Point placement records:
•••••
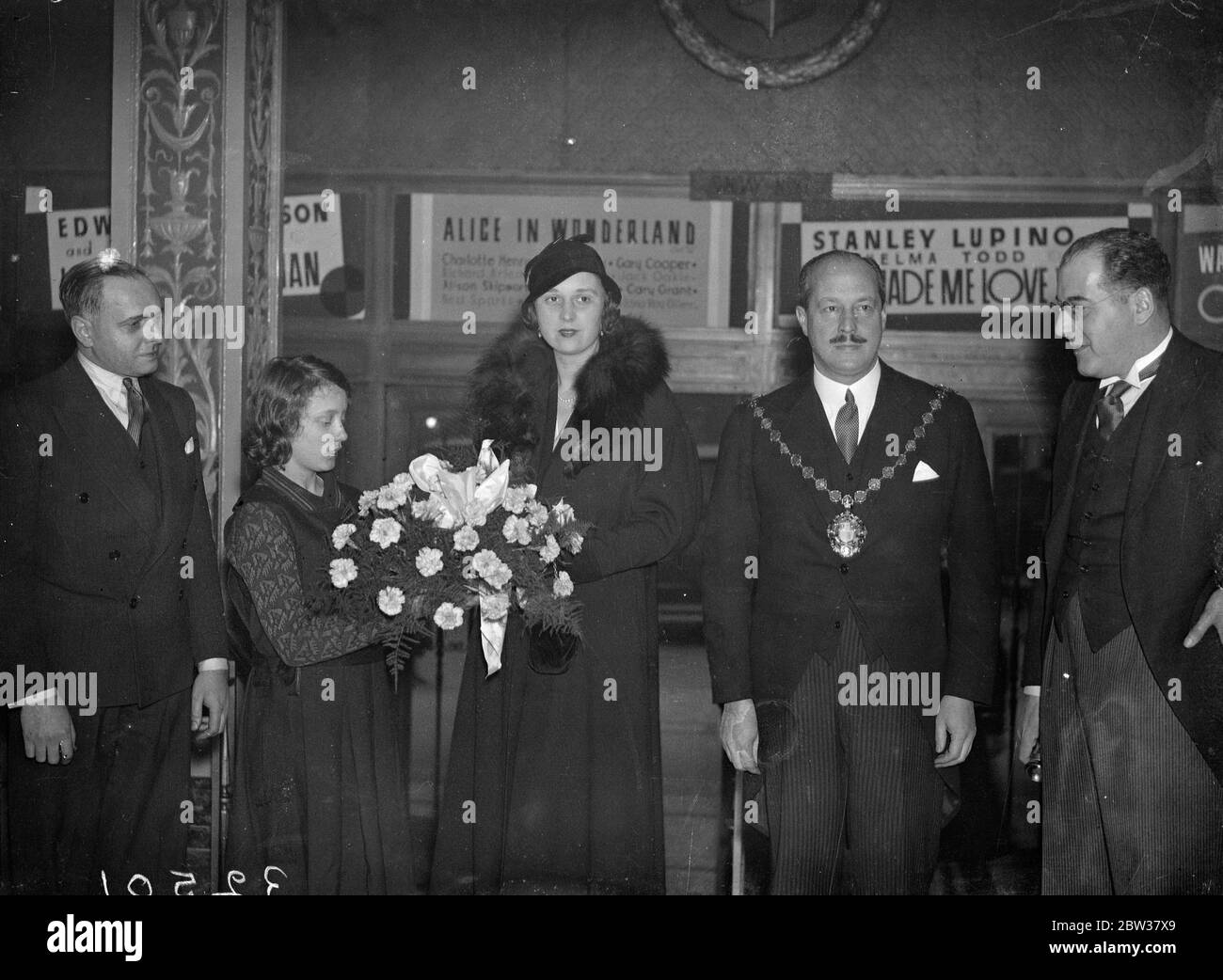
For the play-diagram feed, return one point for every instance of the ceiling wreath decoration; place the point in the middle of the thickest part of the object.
(775, 72)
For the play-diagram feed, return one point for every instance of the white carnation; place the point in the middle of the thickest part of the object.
(448, 616)
(386, 531)
(428, 561)
(342, 572)
(390, 600)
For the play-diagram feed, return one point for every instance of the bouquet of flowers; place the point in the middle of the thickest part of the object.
(435, 542)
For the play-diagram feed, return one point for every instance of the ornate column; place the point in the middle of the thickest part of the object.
(195, 200)
(195, 183)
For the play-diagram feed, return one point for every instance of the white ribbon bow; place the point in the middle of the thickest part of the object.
(455, 494)
(456, 498)
(492, 634)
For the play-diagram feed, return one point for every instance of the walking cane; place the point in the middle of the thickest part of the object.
(737, 847)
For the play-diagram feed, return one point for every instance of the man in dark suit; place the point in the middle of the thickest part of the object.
(108, 575)
(839, 673)
(1130, 703)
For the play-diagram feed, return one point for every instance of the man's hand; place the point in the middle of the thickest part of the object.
(209, 692)
(49, 734)
(1211, 616)
(739, 735)
(1027, 726)
(954, 731)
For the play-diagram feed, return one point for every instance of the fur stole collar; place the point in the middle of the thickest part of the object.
(515, 374)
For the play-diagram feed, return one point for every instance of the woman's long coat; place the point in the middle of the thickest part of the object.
(554, 782)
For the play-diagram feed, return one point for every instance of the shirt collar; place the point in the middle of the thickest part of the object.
(865, 387)
(103, 378)
(1132, 376)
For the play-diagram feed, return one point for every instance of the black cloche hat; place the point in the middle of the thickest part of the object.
(562, 260)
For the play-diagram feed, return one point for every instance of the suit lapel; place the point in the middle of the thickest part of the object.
(1065, 464)
(176, 493)
(802, 430)
(892, 415)
(102, 444)
(1170, 394)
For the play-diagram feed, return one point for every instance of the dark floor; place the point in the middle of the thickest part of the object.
(981, 853)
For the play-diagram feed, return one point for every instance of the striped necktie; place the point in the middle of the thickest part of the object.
(1109, 409)
(847, 427)
(135, 409)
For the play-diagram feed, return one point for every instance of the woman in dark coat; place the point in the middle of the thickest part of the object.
(321, 780)
(554, 783)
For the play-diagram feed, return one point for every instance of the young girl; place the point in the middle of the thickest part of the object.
(321, 789)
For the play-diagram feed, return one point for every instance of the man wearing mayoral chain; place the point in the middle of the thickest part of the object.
(838, 502)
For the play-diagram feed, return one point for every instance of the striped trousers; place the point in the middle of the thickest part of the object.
(1129, 804)
(851, 796)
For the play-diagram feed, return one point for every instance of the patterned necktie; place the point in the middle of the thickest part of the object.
(135, 409)
(847, 427)
(1109, 409)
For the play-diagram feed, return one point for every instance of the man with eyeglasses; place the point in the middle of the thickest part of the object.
(1130, 701)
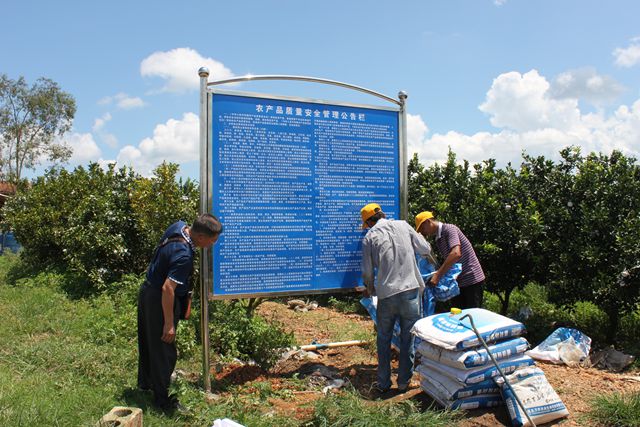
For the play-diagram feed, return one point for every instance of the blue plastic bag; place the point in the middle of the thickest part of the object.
(447, 286)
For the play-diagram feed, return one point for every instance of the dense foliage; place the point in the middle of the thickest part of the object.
(31, 119)
(98, 223)
(571, 226)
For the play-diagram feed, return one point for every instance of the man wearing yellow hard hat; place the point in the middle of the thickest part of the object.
(390, 247)
(454, 247)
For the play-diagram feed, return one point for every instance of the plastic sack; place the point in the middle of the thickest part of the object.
(449, 389)
(480, 374)
(447, 286)
(475, 357)
(564, 345)
(464, 403)
(448, 331)
(540, 400)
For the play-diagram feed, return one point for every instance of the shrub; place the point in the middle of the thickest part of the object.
(590, 320)
(541, 318)
(234, 333)
(99, 224)
(627, 338)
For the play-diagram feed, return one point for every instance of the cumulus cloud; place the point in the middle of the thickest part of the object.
(99, 128)
(84, 148)
(628, 56)
(531, 120)
(586, 84)
(179, 67)
(123, 101)
(521, 102)
(175, 141)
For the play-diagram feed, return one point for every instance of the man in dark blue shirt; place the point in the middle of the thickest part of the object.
(162, 299)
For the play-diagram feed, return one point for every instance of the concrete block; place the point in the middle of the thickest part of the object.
(121, 416)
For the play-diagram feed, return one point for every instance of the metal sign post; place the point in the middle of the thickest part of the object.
(287, 176)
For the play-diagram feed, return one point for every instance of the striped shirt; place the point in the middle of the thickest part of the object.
(450, 236)
(390, 246)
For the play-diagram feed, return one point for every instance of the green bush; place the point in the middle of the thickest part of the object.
(590, 320)
(541, 318)
(99, 224)
(628, 333)
(234, 333)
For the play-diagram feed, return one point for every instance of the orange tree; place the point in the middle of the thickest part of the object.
•••••
(DIRECTIONS FOR THIS TASK) Rewrite all the rows above, swapping "play-diagram feed" for "match-chart feed" and leaving everything else unchanged. Omit the pictures from your answer.

(SOLUTION TO THE EXERCISE)
For the match-chart feed, return one point for every instance of the ceiling wreath decoration; place the point in the middle of the thickest part of the object.
(775, 72)
For the match-chart feed, return one point for every instance of the white carnation; place the point in the middle of the thickest part of the object.
(448, 616)
(386, 531)
(428, 561)
(342, 572)
(390, 600)
For the match-chart feed, return one point for every instance of the bouquet of flowers; place the point in the middle of the thickest part of the object.
(435, 542)
For the match-chart feed, return one point for every instance of the ornate column; place the point in the middle of the thickest part of the object.
(195, 200)
(195, 183)
For the match-chart feed, return one point for every instance of the white ribbon bow; place the point in the middle of the thickest part of the object.
(455, 494)
(456, 498)
(492, 634)
For the match-chart feed, return one point for every instance of the walking cane; place the point in the middle of the thickest part of the object.
(737, 847)
For the match-chart feed, return one point for every instance of the man in dark suit; place the point in the middle of the thickest part of the object.
(108, 575)
(839, 673)
(1130, 703)
For the match-chart feed, return one point for every instance of the man's hand; place the point in the middle of the thickest part of the object.
(209, 692)
(49, 734)
(1211, 616)
(739, 735)
(1027, 726)
(954, 731)
For the match-chart feed, return one point for every instance of the fur stole collar; place the point in the middle of the thickest part of the object.
(515, 374)
For the match-chart feed, return one point for every instance of the woman's long coat; place the point in the middle of the thickest part of the object.
(554, 782)
For the match-chart feed, return one point for every instance of the shirt collar; place the point in the middle of the thickest part of the object.
(865, 387)
(103, 378)
(1132, 376)
For the match-chart feed, return one point for every instance of the black cloche hat; place the point in the middle of the thickest part of the object.
(562, 260)
For the match-chart feed, return one point for every instance of the suit lapel; place the point in the middle of the thickest part of the object.
(1065, 464)
(176, 493)
(802, 430)
(892, 415)
(102, 444)
(1170, 394)
For the match-chart feed, return one point for every instance of the dark floor; place the point in the middle of the thickest part of the object.
(981, 853)
For the match-chart feed, return one point for every instance of the striped necktie; place the point in the middle of the thickest part of the object.
(1109, 409)
(847, 427)
(135, 409)
For the match-chart feed, return one point for every instance of the woman in dark coat; place the point in the middle of the thickest part of the object.
(321, 780)
(554, 783)
For the match-chart feed, return one point for every instance of the young girl; place the point in the middle of the thickest part of the object.
(321, 789)
For the match-chart feed, return one point for every instance of the man wearing mayoral chain; place the point in the middle of the thickest part of the object.
(838, 502)
For the match-chart feed, return one point for every instance of the striped trousers; place the point in the middle of the thickest part of the object.
(1129, 804)
(851, 796)
For the match-chart feed, return one point for every instance of the patterned necktie; place the point in the middle of the thickest part of the object.
(135, 409)
(847, 427)
(1109, 409)
For the match-chart feed, return one point for every instance of the man with eyeglasses; place the point in the middle of the thickest part of the object.
(1130, 701)
For the match-chart feed, return one point for every instance of the blue plastic bag; place the point in the middle of the thickest part of the object.
(447, 286)
For the match-chart feed, return one point for every instance of the dense foliage; place the point in the middle of the thickest part of the object.
(31, 119)
(98, 223)
(571, 226)
For the match-chart feed, return one point for every instance of the man wearing yellow hard hat; place the point in the middle of the thickest part of the object.
(390, 247)
(454, 247)
For the match-chart feed, return one point for every instance of the plastic sack; place the point in the middle of the thickest part of the object.
(449, 389)
(480, 374)
(447, 286)
(475, 357)
(564, 345)
(464, 403)
(448, 331)
(540, 400)
For the match-chart feed, return one point for every instance of the shrub; place the point in the middle of the thickest part of the object.
(590, 320)
(541, 318)
(234, 333)
(99, 224)
(627, 338)
For the match-chart feed, return one point for every instance of the cumulus cloud; place the point in the middle of the thickest part of the object.
(99, 128)
(84, 148)
(628, 56)
(531, 120)
(586, 84)
(179, 67)
(123, 101)
(521, 102)
(175, 141)
For the match-chart feed, return one point for every instance of the man in dark blue shirt; place the point in the middle of the thickest part of the object.
(162, 299)
For the match-chart feed, return one point for every instance of the concrete block; place the point in the middle of the thickest part of the object.
(121, 416)
For the match-chart feed, return one point for every instance of the metal sign post; place the point in the middle of the thickest part of the object.
(287, 176)
For the match-chart feed, return one point for every instance of the striped shirt; place the point in the middle of the thickest part of the object.
(450, 236)
(390, 246)
For the match-chart feed, return one point for every instance of the green bush; place the point in the middle of the thickest part of the object.
(590, 320)
(541, 318)
(99, 224)
(628, 333)
(234, 333)
For the match-chart feed, return one point for every instance of the orange tree; place the point in the middle of the thickest part of the object.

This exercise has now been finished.